══ DATA EXTRACTS

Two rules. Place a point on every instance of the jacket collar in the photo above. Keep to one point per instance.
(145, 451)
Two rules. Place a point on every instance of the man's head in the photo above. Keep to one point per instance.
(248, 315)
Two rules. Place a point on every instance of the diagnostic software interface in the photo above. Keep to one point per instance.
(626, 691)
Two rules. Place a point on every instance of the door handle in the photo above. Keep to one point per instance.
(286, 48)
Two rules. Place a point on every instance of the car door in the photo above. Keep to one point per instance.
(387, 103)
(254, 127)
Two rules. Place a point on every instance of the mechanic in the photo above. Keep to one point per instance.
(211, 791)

════

Give back all the records above exactly as they were written.

EXERCISE OUTPUT =>
Two rules. Place a point on every instance of the jacket collar in the photo above. Keep to one point per instance.
(145, 451)
Two rules. Place a point on every instance of the man's head in the photo above. Keep to one point per instance.
(248, 315)
Two rules. Place a point on every instance of the diagnostic software interface in the photo above. Keep to one point per instance.
(626, 691)
Two rules. Place a point on every instance of the door handle in the photo above. Keep to one point per instance.
(286, 48)
Two rules. Place a point on every instance of the car door in the photo above. Keep to one point per instance.
(387, 103)
(254, 127)
Two rules. Place a point on every instance of the mechanic in the photo above. Keep to one point per instance.
(211, 791)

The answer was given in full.